* Отрывок *

*****

Что до намеков, аллюзий (убийство Димитрия — убийство Павла I, полуодобренное его сыном), цари со своими жандармами могли подозревать, что и кого угодно. Хотя как раз обличения Годунова были вполне в духе официальной историографии: здесь Пушкин не шел далее Карамзина. Даже рецензент Третьего отделения, тайной полиции (предполагается, что Булгарин), перечисляя места трагедии, которые следует исключить, как раз о Николкиных дерзостях о царе Ироде отозвался снисходительно: «…Не подлежат никаким толкам и примечаниям».
Что же до «хорошего духа», то сам Пушкин писал Бенкендорфу, отрицая наличие намеренных аллюзий (образец письма внутренне свободного человека).
«Все смуты похожи одна на другую. Драматический писатель не может нести ответственности за слова, которые он влагает в уста исторических личностей. Поэтому надлежит обращать внимание лишь на дух, в каком задумано все сочинение (подчеркнуто, выделено самим Пушкиным. — Ст.Р.), на то впечатление, которое оно должно произвести. Моя трагедия — произведение вполне искреннее, и я по совести не могу вычеркнуть того, что мне представляется существенным».
Писано по-французски, и слова «произведение вполне искреннее» (est une oeuvre de bonne foi) — это чуть переиначенная цитата из предисловия Мишеля Монтеня (Монтаня, как произносили в русском XVII веке, Михайлы Монтания — в XVIII) к его «Опытам»: «C`est ici un livre de bonne foi, lecteur».
Чего до странности никто не замечал, а это бы многое прояснило.
Тем более что еще раз, уже прямо сославшись, Пушкин процитировал то же в набросках предисловия к «Годунову»: «Как Монтань, могу сказать о своем сочинении: «C`est une oeuvre de bonne foi».
Смысл цитаты обычно яснее в контексте. Вот — Монтень:
«Это искренняя книга, читатель… Я хочу, чтобы меня видели в моем простом, естественном и обыденном виде, непринужденным и безыскусственным… Мои недостатки предстанут здесь, как живые, и весь мой облик таким, каков он в действительности, насколько, разумеется (прелестное примечание! — Ст.Р.), это совместимо с моим уважением к публике».
Вот он, смысл Монтеневой «искренности», «чистосердечности», или, как иногда переводят, «добросовестности». «Хороший дух».

*****

(Строки из набора данных)
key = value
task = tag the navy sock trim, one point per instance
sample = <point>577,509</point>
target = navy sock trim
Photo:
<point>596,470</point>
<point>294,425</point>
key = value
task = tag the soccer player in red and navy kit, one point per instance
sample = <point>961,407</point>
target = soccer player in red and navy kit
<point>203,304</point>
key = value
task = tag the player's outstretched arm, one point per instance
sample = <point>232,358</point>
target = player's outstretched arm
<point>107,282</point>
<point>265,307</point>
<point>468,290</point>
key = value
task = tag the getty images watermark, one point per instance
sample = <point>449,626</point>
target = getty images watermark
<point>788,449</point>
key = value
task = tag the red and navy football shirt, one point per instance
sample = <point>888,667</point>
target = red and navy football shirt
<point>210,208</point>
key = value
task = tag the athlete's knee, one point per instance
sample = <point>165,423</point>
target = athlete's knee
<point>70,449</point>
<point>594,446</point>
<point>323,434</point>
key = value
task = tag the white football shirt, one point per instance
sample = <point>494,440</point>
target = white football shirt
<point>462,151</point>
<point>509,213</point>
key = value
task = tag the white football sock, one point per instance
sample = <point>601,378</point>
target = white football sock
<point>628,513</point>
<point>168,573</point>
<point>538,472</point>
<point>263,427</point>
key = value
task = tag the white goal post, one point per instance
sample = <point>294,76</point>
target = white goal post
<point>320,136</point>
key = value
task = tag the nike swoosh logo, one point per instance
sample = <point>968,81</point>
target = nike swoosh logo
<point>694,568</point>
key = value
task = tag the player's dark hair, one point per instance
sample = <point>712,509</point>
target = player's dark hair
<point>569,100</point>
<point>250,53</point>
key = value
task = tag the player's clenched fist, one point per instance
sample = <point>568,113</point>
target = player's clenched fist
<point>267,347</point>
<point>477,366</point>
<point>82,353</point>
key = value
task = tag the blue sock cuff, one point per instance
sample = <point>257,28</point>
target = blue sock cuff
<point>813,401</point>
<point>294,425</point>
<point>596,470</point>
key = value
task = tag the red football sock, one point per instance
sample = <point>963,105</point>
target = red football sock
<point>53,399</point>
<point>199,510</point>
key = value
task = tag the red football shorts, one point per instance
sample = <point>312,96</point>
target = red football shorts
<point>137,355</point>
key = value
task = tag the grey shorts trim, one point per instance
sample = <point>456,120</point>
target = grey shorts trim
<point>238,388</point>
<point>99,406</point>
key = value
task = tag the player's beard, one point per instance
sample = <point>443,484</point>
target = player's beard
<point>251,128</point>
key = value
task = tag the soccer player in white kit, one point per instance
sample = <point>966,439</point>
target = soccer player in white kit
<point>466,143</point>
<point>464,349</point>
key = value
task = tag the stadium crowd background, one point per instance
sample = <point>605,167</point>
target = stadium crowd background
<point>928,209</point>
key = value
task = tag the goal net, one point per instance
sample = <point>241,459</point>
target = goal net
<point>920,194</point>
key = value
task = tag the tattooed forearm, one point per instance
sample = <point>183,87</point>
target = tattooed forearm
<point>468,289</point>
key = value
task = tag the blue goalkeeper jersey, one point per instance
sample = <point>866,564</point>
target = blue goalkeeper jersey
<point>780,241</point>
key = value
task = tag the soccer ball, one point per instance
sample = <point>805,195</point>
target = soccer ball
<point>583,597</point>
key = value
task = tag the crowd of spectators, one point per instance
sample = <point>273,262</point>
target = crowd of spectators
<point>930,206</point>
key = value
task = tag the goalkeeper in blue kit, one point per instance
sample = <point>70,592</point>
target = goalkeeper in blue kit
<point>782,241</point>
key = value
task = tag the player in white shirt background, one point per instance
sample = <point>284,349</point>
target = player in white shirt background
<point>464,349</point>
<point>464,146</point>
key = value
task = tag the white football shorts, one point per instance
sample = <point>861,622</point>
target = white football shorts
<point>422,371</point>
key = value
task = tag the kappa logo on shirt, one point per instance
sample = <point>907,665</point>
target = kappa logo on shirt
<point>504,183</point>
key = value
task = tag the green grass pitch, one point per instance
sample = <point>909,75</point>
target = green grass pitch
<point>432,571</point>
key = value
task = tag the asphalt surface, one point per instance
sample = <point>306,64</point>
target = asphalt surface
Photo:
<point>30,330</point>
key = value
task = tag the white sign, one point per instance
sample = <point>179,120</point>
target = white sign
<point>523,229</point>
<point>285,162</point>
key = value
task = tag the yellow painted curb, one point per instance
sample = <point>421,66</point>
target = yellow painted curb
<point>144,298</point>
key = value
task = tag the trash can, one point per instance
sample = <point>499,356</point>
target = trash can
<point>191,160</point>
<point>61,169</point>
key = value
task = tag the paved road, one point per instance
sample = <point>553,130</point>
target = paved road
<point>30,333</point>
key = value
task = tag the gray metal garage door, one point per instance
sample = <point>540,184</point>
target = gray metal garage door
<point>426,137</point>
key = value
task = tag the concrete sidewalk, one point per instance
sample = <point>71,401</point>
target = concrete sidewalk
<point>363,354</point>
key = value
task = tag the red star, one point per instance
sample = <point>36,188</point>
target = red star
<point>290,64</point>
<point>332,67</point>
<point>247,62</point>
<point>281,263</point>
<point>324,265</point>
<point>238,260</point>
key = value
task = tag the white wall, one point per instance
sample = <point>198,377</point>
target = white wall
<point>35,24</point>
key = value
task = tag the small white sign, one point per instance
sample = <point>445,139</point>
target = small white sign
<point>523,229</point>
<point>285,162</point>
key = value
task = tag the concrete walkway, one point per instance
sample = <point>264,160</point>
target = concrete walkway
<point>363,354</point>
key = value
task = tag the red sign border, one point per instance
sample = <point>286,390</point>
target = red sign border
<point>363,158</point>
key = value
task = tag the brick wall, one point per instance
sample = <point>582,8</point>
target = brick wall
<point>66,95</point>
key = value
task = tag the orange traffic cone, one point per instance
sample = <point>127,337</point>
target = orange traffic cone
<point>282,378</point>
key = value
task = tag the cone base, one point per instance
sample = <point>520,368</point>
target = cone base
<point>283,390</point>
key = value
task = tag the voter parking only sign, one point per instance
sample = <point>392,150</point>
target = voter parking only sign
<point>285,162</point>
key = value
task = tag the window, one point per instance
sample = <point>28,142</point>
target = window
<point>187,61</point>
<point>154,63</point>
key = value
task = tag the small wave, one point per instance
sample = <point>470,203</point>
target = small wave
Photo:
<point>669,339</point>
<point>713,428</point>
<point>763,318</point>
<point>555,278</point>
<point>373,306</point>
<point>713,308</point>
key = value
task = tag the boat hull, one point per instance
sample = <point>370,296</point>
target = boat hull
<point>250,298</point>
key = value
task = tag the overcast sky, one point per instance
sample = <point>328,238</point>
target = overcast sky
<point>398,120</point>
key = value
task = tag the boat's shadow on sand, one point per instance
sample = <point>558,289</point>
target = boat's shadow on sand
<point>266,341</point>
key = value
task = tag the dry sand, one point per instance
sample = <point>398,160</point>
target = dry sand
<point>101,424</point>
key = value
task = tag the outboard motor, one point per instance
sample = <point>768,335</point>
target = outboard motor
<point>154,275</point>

*****

* Письменное задание 1 *
Почему, как Пушкин пишет Бенкендорфу в отрывке о «Борисе Годунове», судить следует лишь о духе, в каком задумано всё сочинение? Объясните в одном–трех предложениях.
* Письменное задание 2 *
На каком языке, согласно отрывку, Пушкин написал письмо Бенкендорфу?
* Письменное задание 3 *
Продолжите отрывок о Пушкине и Монтене с того места, где он заканчивается.

* Ответ 1 *
Пушкин пишет, что драматический писатель не может нести ответственности за слова, которые он влагает в уста исторических личностей. Поэтому, по его словам, надлежит обращать внимание лишь на дух, в каком задумано сочинение, и на впечатление, которое оно должно произвести.

* Ответ 2 *
По-французски.

* Ответ 3 *
Искренний, добросовестный историк А.С. Пушкин аллюзиями-намеками как раз брезговал (не дворянское дело!). Их у него не могли не искать те, чье криводушие было способом существования и гарантией благоденствия, и сами вышеупомянутые, казалось бы, бесспорно превосходные качества не нравились Николаю с его Бенкендорфом. Напротив. Именно искренность и добросовестность, исключающие насильственные трактовки истории в пользу официоза, им-то, официозом, и должны были восприниматься (простите новомодное слово) «фальсификацией истории». Оппозиционерством — весь наш опыт, исторический и злободневный, убеждает: в своем безумии, которое ей кажется логикой, власть не только загоняет в оппозицию тех, кто вовсе туда не стремился, но объявляет оппозиционностью просто-напросто ту же искренность, неумение петь с ее голоса, наконец, здравый смысл…
Чтоб не забыть о нашем Юродивом. Вот уж кто не был способен придать трагедии «оппозиционный характер», и его никак не стоит путать с глашатаем правды, пророком, в какого он превращен оперой Мусоргского, произведением гениальным, но — иной эпохи, принципиально иной эстетики. Где система аллюзий и открытой тенденциозности вошла в творческий метод.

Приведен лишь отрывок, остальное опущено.